Location labeling records
— start —
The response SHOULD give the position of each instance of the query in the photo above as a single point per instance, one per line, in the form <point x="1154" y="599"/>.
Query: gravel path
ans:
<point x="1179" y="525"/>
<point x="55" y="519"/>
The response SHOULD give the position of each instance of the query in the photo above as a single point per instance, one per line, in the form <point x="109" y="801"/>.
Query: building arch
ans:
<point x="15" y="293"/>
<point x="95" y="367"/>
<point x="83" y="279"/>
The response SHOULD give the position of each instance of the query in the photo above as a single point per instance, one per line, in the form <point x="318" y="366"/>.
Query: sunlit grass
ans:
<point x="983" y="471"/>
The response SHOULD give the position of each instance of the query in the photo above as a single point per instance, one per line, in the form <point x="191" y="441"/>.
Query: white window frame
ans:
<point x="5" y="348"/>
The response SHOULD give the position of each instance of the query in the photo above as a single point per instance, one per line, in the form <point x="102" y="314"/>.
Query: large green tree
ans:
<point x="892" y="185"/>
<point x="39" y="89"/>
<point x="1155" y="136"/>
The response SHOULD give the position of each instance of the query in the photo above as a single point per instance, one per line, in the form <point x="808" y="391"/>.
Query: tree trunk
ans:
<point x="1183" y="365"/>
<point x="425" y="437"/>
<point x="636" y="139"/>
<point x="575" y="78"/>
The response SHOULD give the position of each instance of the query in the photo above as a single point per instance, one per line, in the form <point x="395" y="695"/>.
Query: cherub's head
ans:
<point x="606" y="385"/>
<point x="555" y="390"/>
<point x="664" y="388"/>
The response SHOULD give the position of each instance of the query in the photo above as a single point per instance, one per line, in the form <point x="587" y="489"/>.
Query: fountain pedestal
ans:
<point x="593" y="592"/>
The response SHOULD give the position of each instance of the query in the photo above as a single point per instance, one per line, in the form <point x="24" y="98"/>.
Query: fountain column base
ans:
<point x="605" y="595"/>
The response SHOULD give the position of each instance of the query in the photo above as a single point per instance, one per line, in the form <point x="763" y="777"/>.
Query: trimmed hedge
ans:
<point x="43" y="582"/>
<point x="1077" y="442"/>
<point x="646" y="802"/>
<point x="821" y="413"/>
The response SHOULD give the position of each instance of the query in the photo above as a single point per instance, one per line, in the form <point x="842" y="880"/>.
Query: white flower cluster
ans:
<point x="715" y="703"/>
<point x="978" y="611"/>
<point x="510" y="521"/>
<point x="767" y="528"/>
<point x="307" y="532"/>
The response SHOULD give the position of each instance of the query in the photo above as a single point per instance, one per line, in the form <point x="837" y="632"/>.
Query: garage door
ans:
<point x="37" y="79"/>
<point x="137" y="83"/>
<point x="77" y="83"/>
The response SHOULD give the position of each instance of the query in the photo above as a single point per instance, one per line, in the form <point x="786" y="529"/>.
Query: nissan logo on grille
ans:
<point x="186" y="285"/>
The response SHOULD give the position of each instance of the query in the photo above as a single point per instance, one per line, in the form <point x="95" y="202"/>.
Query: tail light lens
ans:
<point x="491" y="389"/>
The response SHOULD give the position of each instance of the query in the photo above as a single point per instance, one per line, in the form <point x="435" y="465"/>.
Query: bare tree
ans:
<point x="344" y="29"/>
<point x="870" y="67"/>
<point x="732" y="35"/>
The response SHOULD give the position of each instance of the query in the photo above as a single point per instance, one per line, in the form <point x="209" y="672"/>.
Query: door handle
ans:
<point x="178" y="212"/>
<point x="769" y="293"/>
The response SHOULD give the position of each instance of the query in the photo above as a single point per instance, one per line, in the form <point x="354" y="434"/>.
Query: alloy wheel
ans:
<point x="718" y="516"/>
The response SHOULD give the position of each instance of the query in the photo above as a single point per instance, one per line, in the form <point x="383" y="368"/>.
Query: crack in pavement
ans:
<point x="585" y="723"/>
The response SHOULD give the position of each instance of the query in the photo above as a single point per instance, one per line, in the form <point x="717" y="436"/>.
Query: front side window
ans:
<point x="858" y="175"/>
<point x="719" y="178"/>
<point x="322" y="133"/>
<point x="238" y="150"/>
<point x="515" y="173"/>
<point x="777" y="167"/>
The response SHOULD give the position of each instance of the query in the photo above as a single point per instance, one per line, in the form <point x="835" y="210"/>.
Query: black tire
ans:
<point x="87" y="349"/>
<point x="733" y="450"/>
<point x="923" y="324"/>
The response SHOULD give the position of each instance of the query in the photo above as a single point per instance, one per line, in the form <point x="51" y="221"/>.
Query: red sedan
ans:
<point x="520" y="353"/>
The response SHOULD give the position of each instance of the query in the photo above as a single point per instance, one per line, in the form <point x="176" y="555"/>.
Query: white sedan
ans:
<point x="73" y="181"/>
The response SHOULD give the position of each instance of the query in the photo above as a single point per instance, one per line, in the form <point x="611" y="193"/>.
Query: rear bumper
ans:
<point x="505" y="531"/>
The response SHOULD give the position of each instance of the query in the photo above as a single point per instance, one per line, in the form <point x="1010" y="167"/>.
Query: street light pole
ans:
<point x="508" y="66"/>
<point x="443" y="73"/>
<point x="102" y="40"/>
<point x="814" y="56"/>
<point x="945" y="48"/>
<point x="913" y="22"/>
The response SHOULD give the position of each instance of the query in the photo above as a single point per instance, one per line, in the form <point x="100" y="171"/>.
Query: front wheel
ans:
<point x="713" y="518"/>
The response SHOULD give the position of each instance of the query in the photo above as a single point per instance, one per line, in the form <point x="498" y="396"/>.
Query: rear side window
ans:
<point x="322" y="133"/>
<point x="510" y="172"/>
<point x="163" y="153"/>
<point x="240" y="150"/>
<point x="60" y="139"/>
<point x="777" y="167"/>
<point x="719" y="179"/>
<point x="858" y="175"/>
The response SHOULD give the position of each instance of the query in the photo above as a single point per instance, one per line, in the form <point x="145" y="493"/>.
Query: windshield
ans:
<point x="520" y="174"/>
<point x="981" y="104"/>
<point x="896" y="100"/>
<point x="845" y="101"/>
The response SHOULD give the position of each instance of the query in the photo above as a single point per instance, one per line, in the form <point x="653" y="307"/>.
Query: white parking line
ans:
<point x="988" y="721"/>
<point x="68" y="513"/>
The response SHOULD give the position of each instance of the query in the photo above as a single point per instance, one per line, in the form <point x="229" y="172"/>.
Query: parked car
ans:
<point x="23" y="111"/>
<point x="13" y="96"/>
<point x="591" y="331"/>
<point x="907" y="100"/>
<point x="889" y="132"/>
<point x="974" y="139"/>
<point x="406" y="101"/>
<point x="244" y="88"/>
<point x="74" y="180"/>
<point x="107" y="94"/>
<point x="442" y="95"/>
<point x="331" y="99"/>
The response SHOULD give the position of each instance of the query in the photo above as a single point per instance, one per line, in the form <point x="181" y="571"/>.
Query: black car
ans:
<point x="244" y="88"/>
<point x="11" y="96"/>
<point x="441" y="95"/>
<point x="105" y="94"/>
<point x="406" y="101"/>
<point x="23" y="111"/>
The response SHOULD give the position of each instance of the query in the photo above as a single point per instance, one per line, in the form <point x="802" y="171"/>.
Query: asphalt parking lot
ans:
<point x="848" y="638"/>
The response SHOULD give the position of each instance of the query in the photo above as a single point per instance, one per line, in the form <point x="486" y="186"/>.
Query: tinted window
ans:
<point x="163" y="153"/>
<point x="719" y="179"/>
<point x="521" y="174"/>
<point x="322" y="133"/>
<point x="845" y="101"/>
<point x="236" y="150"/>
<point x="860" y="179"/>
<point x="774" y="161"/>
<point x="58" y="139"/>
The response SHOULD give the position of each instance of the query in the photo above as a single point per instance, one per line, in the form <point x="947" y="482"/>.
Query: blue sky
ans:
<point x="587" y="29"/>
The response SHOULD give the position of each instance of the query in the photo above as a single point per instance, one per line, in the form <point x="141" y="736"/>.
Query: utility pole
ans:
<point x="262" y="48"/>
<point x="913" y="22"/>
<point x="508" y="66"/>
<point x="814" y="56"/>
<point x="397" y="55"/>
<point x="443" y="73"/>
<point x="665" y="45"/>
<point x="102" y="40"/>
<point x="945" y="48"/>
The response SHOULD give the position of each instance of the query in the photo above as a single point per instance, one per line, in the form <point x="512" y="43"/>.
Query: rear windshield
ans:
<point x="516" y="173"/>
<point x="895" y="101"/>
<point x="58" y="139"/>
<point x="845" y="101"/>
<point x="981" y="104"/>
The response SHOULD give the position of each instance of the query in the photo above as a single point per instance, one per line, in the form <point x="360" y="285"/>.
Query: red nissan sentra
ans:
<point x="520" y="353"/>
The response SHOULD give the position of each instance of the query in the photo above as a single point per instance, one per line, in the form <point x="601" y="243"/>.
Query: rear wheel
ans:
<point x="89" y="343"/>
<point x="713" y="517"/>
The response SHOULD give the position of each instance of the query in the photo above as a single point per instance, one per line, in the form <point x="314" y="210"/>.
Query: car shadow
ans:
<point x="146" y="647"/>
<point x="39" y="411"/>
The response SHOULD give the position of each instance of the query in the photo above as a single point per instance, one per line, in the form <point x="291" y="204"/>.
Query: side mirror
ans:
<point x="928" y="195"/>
— end —
- _Exercise requirements_: Select every line above that contains the word "wheel", matching case exactly, and copy each one in full.

- _Solution_:
Query: alloy wheel
Query: front wheel
Query: rear wheel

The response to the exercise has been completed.